WHAT TO WORK ON =>
a: In the forum thread about Serbian and Croatian, which part of Bosnia did one poster recently visit and see many signs in both alphabets?
b: Write the next part of the forum thread about Serbian and Croatian, starting after its final post.

SELECTED PASSAGE =>
——————————
Secondly, about the alphabet. In Croatia cyrillic is NOT used on regular level. In Eastern Croatia perhaps in some areas with major Serbian people. But no way for something official. Number of Croats knowing cyrillis is a big one, however, though I don't come across a lot of my age people who know it.
In Bosnia I think they use both. I've been recently in Republika Srpska, one part of Bosnia, and saw many signs in both.
I don't know how in Serbia, but I think cyrillic dominates. 
In short terms, learn one language and both alphabets and you can get by everywhere in that area, though I strongly advise you not to speak Serbian in certain parts of Croatia and vice-versa, or to claim that they are the same language in some parts, especially in Croatia, because if you come across specific people shit can happen, especially if you're a foreigner who, according to some of nationalistically-orientated, has no rights to say so. They will consider this a provocation.

----------


## petite fleur

croatian girl, i like your post about differences 
but i would not agree completely that people in croatia would get offended if foreigner uses incorect language..

----------


## iblix

> Somebody mentioned they separated because of political reasons, but friends, keep in mind that they formally united for politic reasons as well.

 I think you have an interesting point here. Politics can do and undo things that way. I guess even linguists don't agree on an exact definition of a language. So it's always the official ideas that will have the last word. Indeed, nowadays the langages are called different, and i guess tend to evolve more and more that way, whereas maybe beforehand the differences that existed were denied by the decisionmakers... 
When I think again about the example I gave about the french spoken in France and in Belgium, it's interesting to see that many belgian words or grammatical differencies are simply called mistakes.
I guess in another political context, Belgian-french could be considered as an official language, and those mistakes would actually be the rule. 
There is no simple truth in those matters.

----------


## TATY

In my univeristy in London, you can do a degree in Serbian and Croatian, but the language is treated as a single language. 
E.g. I do Russian, in my second year I got offered the choice to learn a second language, and one of the choices was "Serbian and Croatian" (a a single second language). 
My friend is learning Serbian and Croatian. He says that the only difference is the alphabets, and every so often he lears a word which is different in both languages. 
The same sort of thing exists in Romania and Moldova. In Moldova the official language is Moldovan. Moldovan however is just a dialect of Romanian. Not a separate language.  
I accidently bought a Serbian newspaper the other day (I was buying Russian newspapers, and didn't look properly, just saw the Cyrillic and picked it up). Anyway, loads of the adverts in it were written in Latin. 
But my point is. One of the biggest difference between Serbian and Croatian is that one uses Cyrillic, the other Latin.
——————————
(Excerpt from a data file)

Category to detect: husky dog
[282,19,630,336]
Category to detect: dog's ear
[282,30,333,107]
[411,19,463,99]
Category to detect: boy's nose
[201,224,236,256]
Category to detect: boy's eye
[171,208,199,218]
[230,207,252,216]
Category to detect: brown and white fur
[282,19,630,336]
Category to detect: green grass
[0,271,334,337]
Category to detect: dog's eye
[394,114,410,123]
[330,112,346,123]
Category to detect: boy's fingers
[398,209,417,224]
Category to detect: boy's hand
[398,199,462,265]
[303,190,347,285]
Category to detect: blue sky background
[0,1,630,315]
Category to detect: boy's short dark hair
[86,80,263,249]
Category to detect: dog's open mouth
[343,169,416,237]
——————————
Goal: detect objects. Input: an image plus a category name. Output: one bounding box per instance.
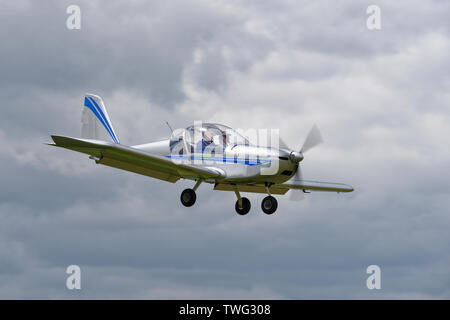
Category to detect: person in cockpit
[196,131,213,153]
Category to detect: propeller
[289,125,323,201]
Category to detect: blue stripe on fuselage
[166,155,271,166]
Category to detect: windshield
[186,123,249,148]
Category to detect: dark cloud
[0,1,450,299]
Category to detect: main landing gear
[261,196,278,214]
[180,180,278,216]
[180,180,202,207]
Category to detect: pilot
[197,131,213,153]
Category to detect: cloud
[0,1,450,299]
——————————
TASK-BY-TASK RESULTS =>
a: Republika Srpska.

b:
But if you compare a passage of Serbian in Latin, and the same passage in Croatian, how different are they? 99% the same, if not identical depending on the text.

----------


## iblix

I'm actually learning serbo-croatian, because the book I use was edited before that language stopped to exist.
In fact, it seems to be more Serbian ("lepo" and not "ljepo", grammatical habits also...) but some texts are Croatian, which means they make a difference. 
We all agree, i guess, that those languages are intelligible, and extremely close, and can actually be considered as one by many linguists.  
But we can't deny that they are not officially one and the same language anymore, and that it probably will accentuate their differences.
Languages are in constant evolution, that's why it's difficult for anyone to say something clear about all this.

----------


## Stjepan

> The same sort of thing exists in Romania and Moldova. In Moldova the official language is Moldovan. Moldovan however is just a dialect of Romanian. Not a separate language.

 It's not quite the same situation.  The Romanian language is a remarkably uniform one, and the Moldovan literary language is exactly the same as the Romanian.  It was simply given the name Moldovan for strictly political reasons. 
In the case of Serbian and Croatian, the language(s) are near totally mutually intelligible, but there is an important phonological difference between them and not just a few words that are different for whatever reason.  That is how their literary languages pronounce the old slavic vowel "jat", as iblix pointed out.  It's somewhat similar to how o's in Russian words become i's in corresponding Ukrainian words.  For example, Croatian words lijepo, mlijeko, prijevoz, ljeto, dijete, htjeti letjeti etc as opposed to Serbian lepo, mleko, prevoz, leto, dete, leteti, hteti etc.  There are many more examples and this, along with the Serbian "da" infinitive constructs, are the easiest way to tell if something is written in Croatian or Serbian although these differences in the words are not any kind of big problem in understanding.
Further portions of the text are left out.